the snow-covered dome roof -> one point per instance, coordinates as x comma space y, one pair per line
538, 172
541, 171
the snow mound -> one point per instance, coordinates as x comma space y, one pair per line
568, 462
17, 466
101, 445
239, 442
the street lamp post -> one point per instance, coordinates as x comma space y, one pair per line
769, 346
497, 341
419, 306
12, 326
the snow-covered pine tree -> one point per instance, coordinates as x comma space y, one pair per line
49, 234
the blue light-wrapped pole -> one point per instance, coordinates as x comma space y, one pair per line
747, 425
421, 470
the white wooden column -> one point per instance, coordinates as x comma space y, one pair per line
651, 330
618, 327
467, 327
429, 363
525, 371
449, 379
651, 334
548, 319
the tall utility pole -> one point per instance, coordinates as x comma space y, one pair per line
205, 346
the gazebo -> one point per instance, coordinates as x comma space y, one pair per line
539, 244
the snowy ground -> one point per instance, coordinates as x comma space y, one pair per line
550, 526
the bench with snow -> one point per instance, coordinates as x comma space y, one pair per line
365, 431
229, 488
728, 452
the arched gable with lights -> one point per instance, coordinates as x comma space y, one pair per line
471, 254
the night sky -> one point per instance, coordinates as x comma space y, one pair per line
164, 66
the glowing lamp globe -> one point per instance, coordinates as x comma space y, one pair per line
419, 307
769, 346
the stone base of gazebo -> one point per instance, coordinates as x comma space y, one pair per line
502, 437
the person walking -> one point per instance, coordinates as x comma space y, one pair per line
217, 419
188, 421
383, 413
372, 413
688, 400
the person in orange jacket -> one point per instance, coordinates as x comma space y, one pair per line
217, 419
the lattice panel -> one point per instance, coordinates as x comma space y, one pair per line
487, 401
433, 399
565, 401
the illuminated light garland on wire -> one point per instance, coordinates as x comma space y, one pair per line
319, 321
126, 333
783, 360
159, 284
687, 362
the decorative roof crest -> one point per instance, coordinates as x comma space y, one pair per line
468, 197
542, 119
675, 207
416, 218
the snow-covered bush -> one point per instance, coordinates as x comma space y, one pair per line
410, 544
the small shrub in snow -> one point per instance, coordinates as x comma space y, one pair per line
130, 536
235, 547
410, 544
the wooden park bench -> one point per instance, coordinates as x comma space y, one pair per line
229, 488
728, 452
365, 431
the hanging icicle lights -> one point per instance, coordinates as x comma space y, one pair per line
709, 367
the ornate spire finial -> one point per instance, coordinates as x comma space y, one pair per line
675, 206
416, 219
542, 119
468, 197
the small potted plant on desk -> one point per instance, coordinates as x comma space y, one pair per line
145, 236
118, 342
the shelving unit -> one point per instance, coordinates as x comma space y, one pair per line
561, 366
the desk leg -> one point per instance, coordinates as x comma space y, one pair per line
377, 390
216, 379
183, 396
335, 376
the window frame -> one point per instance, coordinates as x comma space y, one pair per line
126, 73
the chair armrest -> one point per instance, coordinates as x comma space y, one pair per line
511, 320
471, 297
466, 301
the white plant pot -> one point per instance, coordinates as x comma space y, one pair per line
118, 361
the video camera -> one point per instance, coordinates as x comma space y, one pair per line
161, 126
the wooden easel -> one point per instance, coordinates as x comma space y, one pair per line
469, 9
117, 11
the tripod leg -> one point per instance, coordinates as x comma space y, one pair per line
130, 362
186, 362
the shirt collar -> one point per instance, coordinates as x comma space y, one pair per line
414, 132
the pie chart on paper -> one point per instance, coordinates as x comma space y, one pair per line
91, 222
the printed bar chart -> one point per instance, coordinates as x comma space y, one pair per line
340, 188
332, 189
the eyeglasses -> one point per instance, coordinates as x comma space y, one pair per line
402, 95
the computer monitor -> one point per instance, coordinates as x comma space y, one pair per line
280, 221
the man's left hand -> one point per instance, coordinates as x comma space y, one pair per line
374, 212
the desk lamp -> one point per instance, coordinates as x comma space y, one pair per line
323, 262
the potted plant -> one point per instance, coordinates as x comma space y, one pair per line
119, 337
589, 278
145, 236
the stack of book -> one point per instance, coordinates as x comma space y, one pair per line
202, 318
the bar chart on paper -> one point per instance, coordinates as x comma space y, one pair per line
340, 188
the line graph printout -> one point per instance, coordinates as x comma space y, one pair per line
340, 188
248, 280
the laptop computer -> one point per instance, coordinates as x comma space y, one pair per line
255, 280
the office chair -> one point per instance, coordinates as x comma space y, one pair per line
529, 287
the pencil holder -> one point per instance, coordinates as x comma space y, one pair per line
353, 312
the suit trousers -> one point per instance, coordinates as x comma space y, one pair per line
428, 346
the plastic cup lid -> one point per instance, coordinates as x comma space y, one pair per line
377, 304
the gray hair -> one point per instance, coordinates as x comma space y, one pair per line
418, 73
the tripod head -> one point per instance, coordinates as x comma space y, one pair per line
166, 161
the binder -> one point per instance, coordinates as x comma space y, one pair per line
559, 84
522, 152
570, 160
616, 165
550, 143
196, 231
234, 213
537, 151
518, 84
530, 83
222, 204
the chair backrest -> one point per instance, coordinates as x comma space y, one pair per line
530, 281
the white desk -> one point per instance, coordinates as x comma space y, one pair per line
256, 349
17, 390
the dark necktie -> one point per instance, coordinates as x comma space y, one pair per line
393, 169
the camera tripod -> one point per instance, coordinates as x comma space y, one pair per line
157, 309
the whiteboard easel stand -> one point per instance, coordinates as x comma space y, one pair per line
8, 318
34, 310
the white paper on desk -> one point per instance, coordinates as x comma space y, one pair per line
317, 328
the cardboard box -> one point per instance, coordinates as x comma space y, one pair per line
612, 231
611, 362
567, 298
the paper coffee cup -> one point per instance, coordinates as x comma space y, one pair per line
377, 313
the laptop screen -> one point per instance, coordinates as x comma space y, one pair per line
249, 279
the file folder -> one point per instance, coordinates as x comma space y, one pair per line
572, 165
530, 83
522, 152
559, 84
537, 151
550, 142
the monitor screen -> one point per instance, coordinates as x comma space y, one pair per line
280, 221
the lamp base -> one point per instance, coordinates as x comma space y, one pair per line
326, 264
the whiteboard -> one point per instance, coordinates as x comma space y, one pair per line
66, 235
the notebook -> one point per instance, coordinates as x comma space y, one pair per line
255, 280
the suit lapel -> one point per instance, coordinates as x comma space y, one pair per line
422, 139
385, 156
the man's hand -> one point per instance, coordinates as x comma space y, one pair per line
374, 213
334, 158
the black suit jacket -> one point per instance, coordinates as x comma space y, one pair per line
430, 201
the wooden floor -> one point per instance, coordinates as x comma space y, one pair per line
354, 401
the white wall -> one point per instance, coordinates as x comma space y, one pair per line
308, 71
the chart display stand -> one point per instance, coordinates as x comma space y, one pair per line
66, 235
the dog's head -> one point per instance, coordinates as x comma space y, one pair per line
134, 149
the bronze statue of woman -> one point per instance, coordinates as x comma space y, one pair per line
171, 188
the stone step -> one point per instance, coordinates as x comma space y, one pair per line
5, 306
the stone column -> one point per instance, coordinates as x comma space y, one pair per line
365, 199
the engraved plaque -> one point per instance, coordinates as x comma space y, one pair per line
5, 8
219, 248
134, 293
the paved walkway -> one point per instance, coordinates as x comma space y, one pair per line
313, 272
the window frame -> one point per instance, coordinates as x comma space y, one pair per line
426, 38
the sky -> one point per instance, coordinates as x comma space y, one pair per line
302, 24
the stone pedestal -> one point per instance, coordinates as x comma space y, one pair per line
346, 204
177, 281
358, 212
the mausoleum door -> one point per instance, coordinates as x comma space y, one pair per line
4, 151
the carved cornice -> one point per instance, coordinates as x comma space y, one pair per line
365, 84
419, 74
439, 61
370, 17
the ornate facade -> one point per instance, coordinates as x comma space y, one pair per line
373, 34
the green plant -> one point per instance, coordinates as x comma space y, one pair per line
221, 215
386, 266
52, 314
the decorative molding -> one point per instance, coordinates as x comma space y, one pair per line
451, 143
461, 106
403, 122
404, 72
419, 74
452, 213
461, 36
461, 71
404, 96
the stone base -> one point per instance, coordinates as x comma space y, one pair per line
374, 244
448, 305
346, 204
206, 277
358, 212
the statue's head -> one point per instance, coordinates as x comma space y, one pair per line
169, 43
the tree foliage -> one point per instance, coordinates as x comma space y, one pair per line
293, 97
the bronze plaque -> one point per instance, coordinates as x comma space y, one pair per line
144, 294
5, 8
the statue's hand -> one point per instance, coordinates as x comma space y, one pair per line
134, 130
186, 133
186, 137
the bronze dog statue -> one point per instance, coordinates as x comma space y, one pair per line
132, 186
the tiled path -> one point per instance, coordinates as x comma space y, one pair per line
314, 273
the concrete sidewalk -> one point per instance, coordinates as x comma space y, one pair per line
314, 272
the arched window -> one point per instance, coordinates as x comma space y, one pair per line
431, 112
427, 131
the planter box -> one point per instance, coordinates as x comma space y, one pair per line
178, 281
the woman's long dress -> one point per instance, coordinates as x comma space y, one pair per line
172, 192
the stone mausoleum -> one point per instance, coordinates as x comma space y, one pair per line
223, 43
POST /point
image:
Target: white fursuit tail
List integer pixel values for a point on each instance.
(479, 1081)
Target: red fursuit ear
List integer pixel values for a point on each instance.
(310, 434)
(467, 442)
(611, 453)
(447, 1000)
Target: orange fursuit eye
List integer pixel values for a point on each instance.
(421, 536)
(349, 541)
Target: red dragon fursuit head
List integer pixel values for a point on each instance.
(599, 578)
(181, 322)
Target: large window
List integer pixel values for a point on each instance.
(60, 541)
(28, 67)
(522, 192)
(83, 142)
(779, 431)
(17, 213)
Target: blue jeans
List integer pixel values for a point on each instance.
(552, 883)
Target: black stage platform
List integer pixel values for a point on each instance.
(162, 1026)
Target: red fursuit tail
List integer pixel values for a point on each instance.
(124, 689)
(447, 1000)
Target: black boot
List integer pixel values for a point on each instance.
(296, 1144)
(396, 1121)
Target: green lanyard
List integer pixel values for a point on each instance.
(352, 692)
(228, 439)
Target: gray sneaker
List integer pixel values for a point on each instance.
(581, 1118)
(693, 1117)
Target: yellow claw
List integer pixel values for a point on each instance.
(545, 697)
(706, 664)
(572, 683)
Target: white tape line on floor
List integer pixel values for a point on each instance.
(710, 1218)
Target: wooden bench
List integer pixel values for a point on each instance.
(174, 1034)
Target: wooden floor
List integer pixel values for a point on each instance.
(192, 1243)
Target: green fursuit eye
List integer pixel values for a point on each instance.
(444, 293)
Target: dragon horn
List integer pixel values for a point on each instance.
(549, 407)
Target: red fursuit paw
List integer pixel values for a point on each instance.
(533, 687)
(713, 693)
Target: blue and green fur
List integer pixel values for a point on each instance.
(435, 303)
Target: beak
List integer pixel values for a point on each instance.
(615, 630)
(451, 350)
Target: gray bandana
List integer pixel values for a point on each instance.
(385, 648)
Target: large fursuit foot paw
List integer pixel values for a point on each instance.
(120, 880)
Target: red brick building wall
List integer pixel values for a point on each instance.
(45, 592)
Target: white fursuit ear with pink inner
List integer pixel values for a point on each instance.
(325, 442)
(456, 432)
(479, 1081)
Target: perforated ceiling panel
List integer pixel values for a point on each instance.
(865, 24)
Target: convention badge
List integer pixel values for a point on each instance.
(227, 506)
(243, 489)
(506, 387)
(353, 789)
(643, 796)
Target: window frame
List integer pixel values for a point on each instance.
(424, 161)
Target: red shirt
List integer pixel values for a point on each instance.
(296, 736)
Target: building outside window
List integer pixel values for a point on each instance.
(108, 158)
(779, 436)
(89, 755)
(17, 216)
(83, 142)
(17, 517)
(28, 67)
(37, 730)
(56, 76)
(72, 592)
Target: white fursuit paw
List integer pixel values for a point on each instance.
● ● ● ● ● ● ●
> What is being asked: Scan the lines above for "Target: white tape line on floor" and for "Target: blue and green fur". Repeat exactly the line holding each of them and every line in between.

> Result for this exercise:
Target: white tape line on floor
List integer pixel values for a point on each instance.
(710, 1218)
Target: wooden bench
List integer pixel values for a point on each instance.
(174, 1034)
Target: wooden floor
List integer pixel values for a point on each instance.
(192, 1243)
Target: green fursuit eye
List integer pixel values for a point on each instance.
(444, 293)
Target: dragon horn
List integer pixel values for a point on each instance.
(549, 407)
Target: red fursuit paw
List integer pixel values for a point on each instance.
(533, 687)
(713, 693)
Target: blue and green fur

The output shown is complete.